▶ [FRAGMENTO PROPORCIONADO]:
'''
Los saduceos tenían la creencia de
que no existía resurrección del cuerpo. Flavio Josefo, historiador judío,
afirma que creían que el alma moría con el cuerpo, algo que está apoyado por Mateo 22:23, Marcos 12:18, Lucas 20:27 y
Hechos 23:8. Jesús tuvo que enfrentarse a ellos en el episodio de la
pregunta sobre la resurrección, el cual zanjó magistralmente con la siguiente
aseveración veterotestamentaria: “Pero
en cuanto a que los muertos han de resucitar, aun Moisés lo enseñó en el pasaje
de la zarza, cuando llama al Señor, Dios de Abraham, Dios de Isaac y Dios de
Jacob. Porque Dios no es Dios de muertos, sino de vivos, pues para él todos
viven.” (Lucas 20:37-38). Además, teniendo en cuenta de que los saduceos
eran poco queridos por la gente de a pie, podemos comprobar su afán por
silenciar a estos seguidores de Jesús que no hacían más que trastornar a la
plebe. Unidos a los sacerdotes y a la soldadesca del Templo, los sujetan con
violencia y los apartan de una multitud ávida de conocer con mayores detalles y
profundidad el evangelio imparable de boca de estos dos apóstoles.
'''
▶ [DATOS EXTRAÍDOS]:
'''
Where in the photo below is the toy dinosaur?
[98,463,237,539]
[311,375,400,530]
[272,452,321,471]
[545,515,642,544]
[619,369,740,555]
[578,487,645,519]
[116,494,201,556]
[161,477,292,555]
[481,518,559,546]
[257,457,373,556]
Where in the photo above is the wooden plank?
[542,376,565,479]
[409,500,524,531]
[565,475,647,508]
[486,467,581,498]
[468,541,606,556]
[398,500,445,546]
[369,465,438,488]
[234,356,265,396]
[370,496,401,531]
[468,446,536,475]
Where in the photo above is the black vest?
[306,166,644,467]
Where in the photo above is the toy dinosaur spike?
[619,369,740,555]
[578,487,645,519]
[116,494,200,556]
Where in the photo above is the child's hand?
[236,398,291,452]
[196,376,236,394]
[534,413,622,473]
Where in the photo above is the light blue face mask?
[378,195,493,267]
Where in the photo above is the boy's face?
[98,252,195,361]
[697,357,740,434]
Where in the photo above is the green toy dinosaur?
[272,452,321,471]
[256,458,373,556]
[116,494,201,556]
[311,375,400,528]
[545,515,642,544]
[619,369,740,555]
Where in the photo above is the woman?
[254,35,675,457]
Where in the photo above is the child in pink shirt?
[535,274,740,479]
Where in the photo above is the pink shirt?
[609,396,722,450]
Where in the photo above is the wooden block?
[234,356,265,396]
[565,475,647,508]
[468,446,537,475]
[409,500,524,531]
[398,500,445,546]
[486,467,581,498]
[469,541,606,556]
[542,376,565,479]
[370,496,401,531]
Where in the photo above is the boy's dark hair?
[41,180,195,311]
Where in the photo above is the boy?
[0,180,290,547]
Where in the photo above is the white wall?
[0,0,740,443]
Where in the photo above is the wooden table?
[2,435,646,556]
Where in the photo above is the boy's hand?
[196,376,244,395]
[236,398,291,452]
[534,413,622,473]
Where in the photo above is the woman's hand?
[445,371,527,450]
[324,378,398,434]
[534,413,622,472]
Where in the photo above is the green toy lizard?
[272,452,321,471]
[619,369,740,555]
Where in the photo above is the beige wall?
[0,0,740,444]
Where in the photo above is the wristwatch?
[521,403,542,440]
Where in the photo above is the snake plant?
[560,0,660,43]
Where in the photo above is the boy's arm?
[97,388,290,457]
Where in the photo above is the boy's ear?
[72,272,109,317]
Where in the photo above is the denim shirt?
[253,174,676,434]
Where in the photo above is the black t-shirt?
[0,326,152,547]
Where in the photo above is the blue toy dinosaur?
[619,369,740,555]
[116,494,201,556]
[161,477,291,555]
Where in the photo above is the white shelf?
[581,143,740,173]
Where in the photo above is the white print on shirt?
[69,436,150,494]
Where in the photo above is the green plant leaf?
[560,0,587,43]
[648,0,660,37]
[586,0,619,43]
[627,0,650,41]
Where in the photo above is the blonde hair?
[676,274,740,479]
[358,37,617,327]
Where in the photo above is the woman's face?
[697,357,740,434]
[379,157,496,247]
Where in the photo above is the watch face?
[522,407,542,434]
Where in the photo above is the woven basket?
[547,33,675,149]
'''
▶ [INSTRUCCIONES]:
**a)** En el fragmento sobre los saduceos, ¿por qué se interesaban en silenciar a los seguidores de Jesús? Responde en una a tres oraciones.
**b)** Prosigue el fragmento sobre los saduceos a partir de su última oración.

▶ [RESPUESTAS]:
**a)** Los saduceos eran poco queridos por la gente de a pie. Por eso se empeñaban en silenciar a los seguidores de Jesús, que no hacían más que trastornar a la plebe.

**b)**
B. UN CORAJE IMPARABLE RESPALDADO POR
LAS PRUEBAS Y LA LLENURA DEL ESPÍRITU SANTO
“Aconteció al día siguiente, que se
reunieron en Jerusalén los gobernantes, los ancianos y los escribas, y el sumo
sacerdote Anás, y Caifás y Juan y Alejandro, y todos los que eran de la familia
de los sumos sacerdotes; y poniéndoles en medio, les preguntaron: ¿Con qué
potestad, o en qué nombre, habéis hecho vosotros esto? Entonces Pedro, lleno
del Espíritu Santo, les dijo: Gobernantes del pueblo, y ancianos de Israel:
Puesto que hoy se nos interroga acerca del beneficio hecho a un hombre enfermo,
de qué manera éste haya sido sanado, sea notorio a todos vosotros, y a todo el
pueblo de Israel, que en el nombre de Jesucristo de Nazaret, a quien vosotros
crucificasteis y a quien Dios resucitó de los muertos, por él este hombre está
en vuestra presencia sano. Este Jesús es la piedra reprobada por vosotros los
edificadores, la cual ha venido a ser cabeza del ángulo. Y en ningún otro hay
salvación; porque no hay otro nombre bajo el cielo, dado a los hombres, en que
podamos ser salvos.” (vv. 5-12)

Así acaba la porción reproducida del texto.